▸ Task description
Transcribe all records verbatim.
:: Data for this exercise
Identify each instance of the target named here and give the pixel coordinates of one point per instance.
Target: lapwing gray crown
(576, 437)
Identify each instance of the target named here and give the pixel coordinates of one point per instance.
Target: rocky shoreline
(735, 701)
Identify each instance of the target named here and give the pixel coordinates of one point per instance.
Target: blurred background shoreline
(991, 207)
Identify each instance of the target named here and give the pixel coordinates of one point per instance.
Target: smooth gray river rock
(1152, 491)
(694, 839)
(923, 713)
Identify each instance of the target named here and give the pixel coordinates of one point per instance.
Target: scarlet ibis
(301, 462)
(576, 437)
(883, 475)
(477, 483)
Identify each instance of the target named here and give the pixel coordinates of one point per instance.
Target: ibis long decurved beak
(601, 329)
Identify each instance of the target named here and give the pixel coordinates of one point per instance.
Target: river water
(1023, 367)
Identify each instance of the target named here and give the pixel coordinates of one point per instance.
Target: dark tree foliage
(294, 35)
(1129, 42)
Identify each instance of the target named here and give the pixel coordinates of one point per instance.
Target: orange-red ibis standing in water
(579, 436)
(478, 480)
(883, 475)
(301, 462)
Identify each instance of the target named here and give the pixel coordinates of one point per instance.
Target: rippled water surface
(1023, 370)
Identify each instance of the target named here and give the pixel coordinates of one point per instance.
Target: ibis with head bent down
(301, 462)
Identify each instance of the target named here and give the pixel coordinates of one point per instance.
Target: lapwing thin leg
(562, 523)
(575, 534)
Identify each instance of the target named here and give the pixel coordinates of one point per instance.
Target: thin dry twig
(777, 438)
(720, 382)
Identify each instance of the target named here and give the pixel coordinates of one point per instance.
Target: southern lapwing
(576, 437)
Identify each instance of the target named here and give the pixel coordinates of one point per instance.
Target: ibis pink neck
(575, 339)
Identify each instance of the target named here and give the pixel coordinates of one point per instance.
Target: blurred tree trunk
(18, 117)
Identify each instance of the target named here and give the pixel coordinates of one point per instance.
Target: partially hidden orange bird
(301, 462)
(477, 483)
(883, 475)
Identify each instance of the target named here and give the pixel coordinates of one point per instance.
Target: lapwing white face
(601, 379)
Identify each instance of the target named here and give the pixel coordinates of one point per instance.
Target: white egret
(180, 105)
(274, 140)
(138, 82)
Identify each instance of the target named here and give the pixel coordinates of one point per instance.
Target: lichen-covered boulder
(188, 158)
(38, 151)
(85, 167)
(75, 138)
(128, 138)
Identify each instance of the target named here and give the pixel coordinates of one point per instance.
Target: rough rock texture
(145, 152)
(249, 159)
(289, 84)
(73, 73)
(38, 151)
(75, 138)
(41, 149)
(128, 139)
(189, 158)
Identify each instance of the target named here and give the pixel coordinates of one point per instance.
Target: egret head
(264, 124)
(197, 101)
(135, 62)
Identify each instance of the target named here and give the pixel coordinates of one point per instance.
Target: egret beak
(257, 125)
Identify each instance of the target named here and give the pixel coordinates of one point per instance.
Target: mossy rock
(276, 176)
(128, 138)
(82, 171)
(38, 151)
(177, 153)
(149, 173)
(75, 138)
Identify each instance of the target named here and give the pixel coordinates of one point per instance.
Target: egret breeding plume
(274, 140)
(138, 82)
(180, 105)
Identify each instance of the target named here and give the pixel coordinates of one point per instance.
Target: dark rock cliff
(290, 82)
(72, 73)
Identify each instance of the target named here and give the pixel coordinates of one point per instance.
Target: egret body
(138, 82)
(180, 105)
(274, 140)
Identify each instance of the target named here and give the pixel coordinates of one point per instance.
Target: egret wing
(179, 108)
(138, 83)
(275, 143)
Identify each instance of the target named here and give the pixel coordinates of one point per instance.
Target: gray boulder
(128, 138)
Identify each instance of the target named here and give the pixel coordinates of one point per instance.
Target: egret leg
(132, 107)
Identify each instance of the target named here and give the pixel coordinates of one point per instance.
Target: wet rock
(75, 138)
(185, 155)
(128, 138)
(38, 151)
::::
▸ Answer to this problem
Identify each instance of the target named here and give the pixel coordinates of one point per instance.
Target: lapwing gray crown
(576, 437)
Identify each instance of the target named here and give the pixel coordinates of one point per instance.
Target: rocky shoreline
(735, 701)
Identify each instance of the target named here and give the pixel coordinates of one point per instance.
Target: blurred background shoreline
(991, 207)
Identify each instance of the target named here and give the pixel coordinates of one point per instance.
Target: smooth gray river rock
(1152, 491)
(694, 839)
(923, 713)
Identify each instance of the target named here and give the pixel coordinates of one point per instance.
Target: scarlet ibis
(301, 462)
(576, 437)
(883, 475)
(477, 483)
Identify each instance of the target named here and give the pixel coordinates of one point per instance.
Target: ibis long decurved beak
(601, 329)
Identify each instance of the target named here and give the pixel coordinates of one point per instance.
Target: river water
(1023, 367)
Identify each instance of the target named here and give the pixel coordinates of one point per instance.
Target: dark tree foliage
(294, 35)
(1129, 42)
Identify each instance of the target named here and give the pixel coordinates of one point per instance.
Target: orange-red ibis standing in water
(579, 436)
(478, 480)
(883, 475)
(301, 462)
Identify each instance of the target named here and give the pixel coordinates of one point per instance.
Target: rippled water surface
(1023, 370)
Identify each instance of the target named here and give the pixel coordinates of one point per instance.
Target: ibis with head bent down
(301, 462)
Identify each instance of the target named here and give the pixel coordinates of one point per instance.
Target: lapwing thin leg
(562, 523)
(575, 534)
Identify each instance of the target named here and give the pixel coordinates of one point per instance.
Target: thin dry twig
(777, 438)
(720, 382)
Identify each instance of the target named here and give the pixel coordinates of one point per instance.
Target: southern lapwing
(576, 437)
Identify each instance of the target named here and give the pixel coordinates of one point per instance.
Target: ibis pink neck
(575, 339)
Identify each instance of the target named here and give the pixel coordinates of one point per instance.
Target: blurred tree trunk
(18, 117)
Identify each instance of the target named here and give the pixel coordinates of one point per instance.
Target: partially hidden orange bird
(301, 462)
(477, 483)
(883, 475)
Identify each instance of the target named here and give the pixel coordinates of one point per instance.
Target: lapwing white face
(601, 379)
Identify each instance of the target named here and give the pixel coordinates of one point per instance.
Target: white egret
(180, 105)
(274, 140)
(138, 82)
Identify each instance of the target named here and give the pixel coordinates of one point per instance.
Target: lichen-covered boulder
(188, 158)
(38, 151)
(85, 167)
(75, 138)
(128, 138)
Identify each instance of the target named here and give the pixel coordinates of one point per instance.
Target: rough rock texture
(145, 152)
(249, 159)
(289, 84)
(73, 73)
(38, 151)
(75, 138)
(41, 149)
(128, 139)
(189, 158)
Identify each instance of the target named here and give the pixel coordinates of one point per instance.
Target: egret head
(264, 124)
(197, 101)
(135, 62)
Identify each instance of the target named here and give the pixel coordinates of one point per instance.
Target: egret beak
(257, 125)
Identify each instance of the target named here and give the pixel coordinates of one point per instance.
Target: mossy rock
(276, 176)
(128, 138)
(82, 171)
(38, 151)
(177, 153)
(149, 173)
(75, 138)
Identify each instance of the target named here and give the pixel coordinates of one point per instance.
Target: egret breeding plume
(274, 140)
(138, 82)
(180, 105)
Identify each instance of the target named here and give the pixel coordinates of one point per instance.
Target: dark rock cliff
(290, 82)
(72, 73)
Identify each instance of the target named here and give the pixel coordinates of one point per instance.
Target: egret body
(138, 82)
(180, 105)
(274, 140)
Identify each instance of the target named here and give the pixel coordinates of one point per instance.
Target: egret wing
(179, 108)
(138, 83)
(275, 143)
Identify each instance of the target named here and give the pixel coordinates of one point per instance.
Target: gray boulder
(128, 138)
Identify each instance of the target named here and give the pixel coordinates of one point per instance.
Target: egret leg
(132, 107)
Identify each instance of the target named here and give the pixel coordinates of one point per instance.
Target: wet rock
(75, 138)
(185, 155)
(128, 138)
(38, 151)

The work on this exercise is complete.